───── PAGE TEXT ─────

It is here where swap lines are meant to intervene. The levels of foreign-denominated debt in the global financial system don’t automatically correspond with systemic stability and instability isn’t in anyone’s interest. This is true even for the United States, which is “winning” the financial game of getting others deepest in debt in its currency. Swap lines help central banks, especially the Federal Reserve, manage how stressed this hierarchical system becomes. In the process, the emerging networks of swap lines restructure the international currency hierarchy even as they are in some sense responding to it.

This restructuring essentially began when The Federal Reserve, Bank of Canada, Bank of England, Swiss Central Bank and the European Central Bank announced on December 12th 2007 they were entering into swap line agreements to ease global funding markets. Throughout 2008 more swap line agreements were announced, with a growing list of countries. This successfully averted currency crises in 2008, but at the cost of transparency. In relative obscurity, trillions of dollars became available to central banks around the world while the foreign policy implications remained unexamined by foreign policy experts.

───── DATA UNDER STUDY ─────

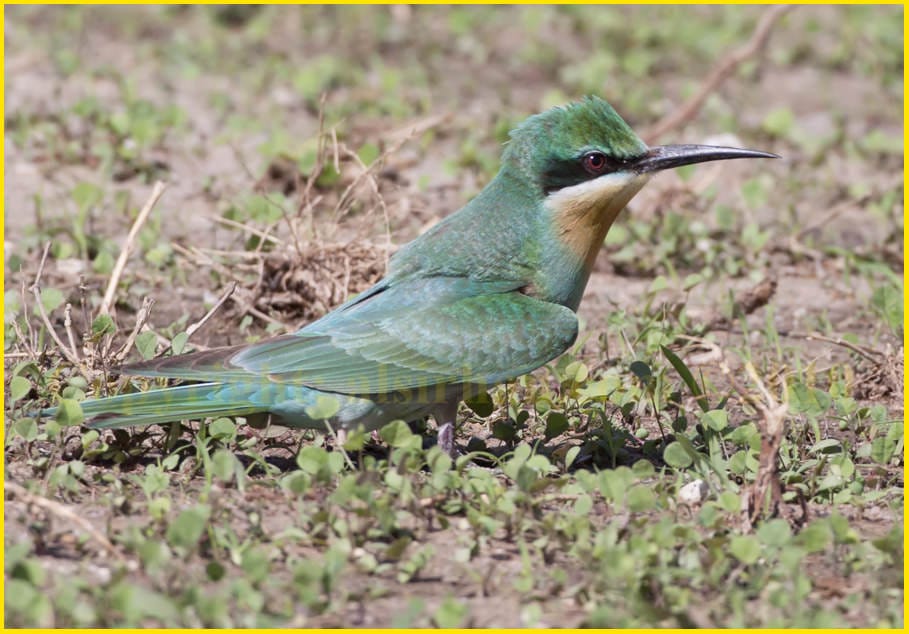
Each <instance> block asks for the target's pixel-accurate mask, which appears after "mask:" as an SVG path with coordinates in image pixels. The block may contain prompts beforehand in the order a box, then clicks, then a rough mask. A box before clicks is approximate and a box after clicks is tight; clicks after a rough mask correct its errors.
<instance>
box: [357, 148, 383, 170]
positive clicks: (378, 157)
mask: <svg viewBox="0 0 909 634" xmlns="http://www.w3.org/2000/svg"><path fill="white" fill-rule="evenodd" d="M379 155H380V152H379V146H377V145H376V144H375V143H364V144H363V145H361V146H360V149H359V150H357V156H359V157H360V160H361V161H363V164H364V165H366V166H369V165H370V164H371V163H372V162H373V161H375V160H376V159H377V158H379Z"/></svg>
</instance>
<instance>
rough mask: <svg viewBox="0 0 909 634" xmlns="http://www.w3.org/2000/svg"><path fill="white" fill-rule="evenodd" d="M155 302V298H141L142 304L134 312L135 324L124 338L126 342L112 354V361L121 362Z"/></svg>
mask: <svg viewBox="0 0 909 634" xmlns="http://www.w3.org/2000/svg"><path fill="white" fill-rule="evenodd" d="M154 303H155V300H153V299H151V298H149V297H146V298H144V299H143V300H142V306H141V307H140V308H139V312H138V313H137V314H136V325H135V326H134V327H133V330H132V332H130V333H129V337H127V338H126V343H124V344H123V347H121V348H120V349H119V350H118V351H117V354H115V355H114V362H115V363H121V362H122V361H123V359H125V358H126V355H127V354H129V349H130V348H132V347H133V343H135V341H136V337H137V336H138V335H139V332H140V331H141V330H142V326H144V325H145V322H146V321H148V315H149V313H150V312H151V307H152V305H153V304H154Z"/></svg>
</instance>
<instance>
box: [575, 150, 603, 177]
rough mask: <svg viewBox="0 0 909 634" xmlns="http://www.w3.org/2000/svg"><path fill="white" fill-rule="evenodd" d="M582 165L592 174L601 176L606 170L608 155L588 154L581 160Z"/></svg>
mask: <svg viewBox="0 0 909 634" xmlns="http://www.w3.org/2000/svg"><path fill="white" fill-rule="evenodd" d="M581 163H582V164H583V165H584V169H585V170H587V171H588V172H590V173H591V174H601V173H602V172H603V170H605V169H606V155H605V154H603V153H602V152H588V153H587V154H585V155H584V156H583V158H582V159H581Z"/></svg>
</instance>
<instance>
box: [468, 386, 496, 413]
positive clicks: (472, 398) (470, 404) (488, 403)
mask: <svg viewBox="0 0 909 634" xmlns="http://www.w3.org/2000/svg"><path fill="white" fill-rule="evenodd" d="M464 404H465V405H466V406H467V407H468V408H470V411H472V412H473V413H474V414H476V415H477V416H479V417H480V418H486V417H487V416H489V415H490V414H492V412H493V411H494V410H495V405H494V404H493V402H492V397H491V396H489V392H486V391H483V392H480V393H479V394H477V395H476V396H474V397H473V398H470V399H467V400H466V401H464Z"/></svg>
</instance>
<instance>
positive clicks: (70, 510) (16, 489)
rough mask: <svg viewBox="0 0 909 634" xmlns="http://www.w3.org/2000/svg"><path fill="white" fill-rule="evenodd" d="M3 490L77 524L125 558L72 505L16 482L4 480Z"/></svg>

─────

-- TASKS AND EXERCISES --
(1) Write out the stretch of the passage on central bank swap lines from "This restructuring essentially" through "foreign policy experts.".
(2) Continue the passage on central bank swap lines, beginning after its final sentence.
The data shown above are separate material, distinct from the passage on central bank swap lines.

-- ANSWERS BY ITEM --
(1)
This restructuring essentially began when The Federal Reserve, Bank of Canada, Bank of England, Swiss Central Bank and the European Central Bank announced on December 12th 2007 they were entering into swap line agreements to ease global funding markets. Throughout 2008 more swap line agreements were announced, with a growing list of countries. This successfully averted currency crises in 2008, but at the cost of transparency. In relative obscurity, trillions of dollars became available to central banks around the world while the foreign policy implications remained unexamined by foreign policy experts.

(2)
On May 9th 2010, during the early days of the Eurozone crisis, these same central banks announced that they were re-establishing central bank liquidity swaps. The Bank of Japan soon joined them (as they did during 2008) and 3 years later, On October 31st 2013, these 6 central banks permanently established “unlimited” swap line agreements with each other. Having access to what are effectively unlimited dollar currency reserves from the United States enhances the other 5 central bank’s monetary sovereignty significantly and gives the U.S. the greater ability to manage the global financial system built upon dollars. These countries can provide dollar liquidity to their own banking systems or other countries without the United States having to directly bear any risks or uncertainties. It is for this reason that some have started calling these 6 countries the “C6”.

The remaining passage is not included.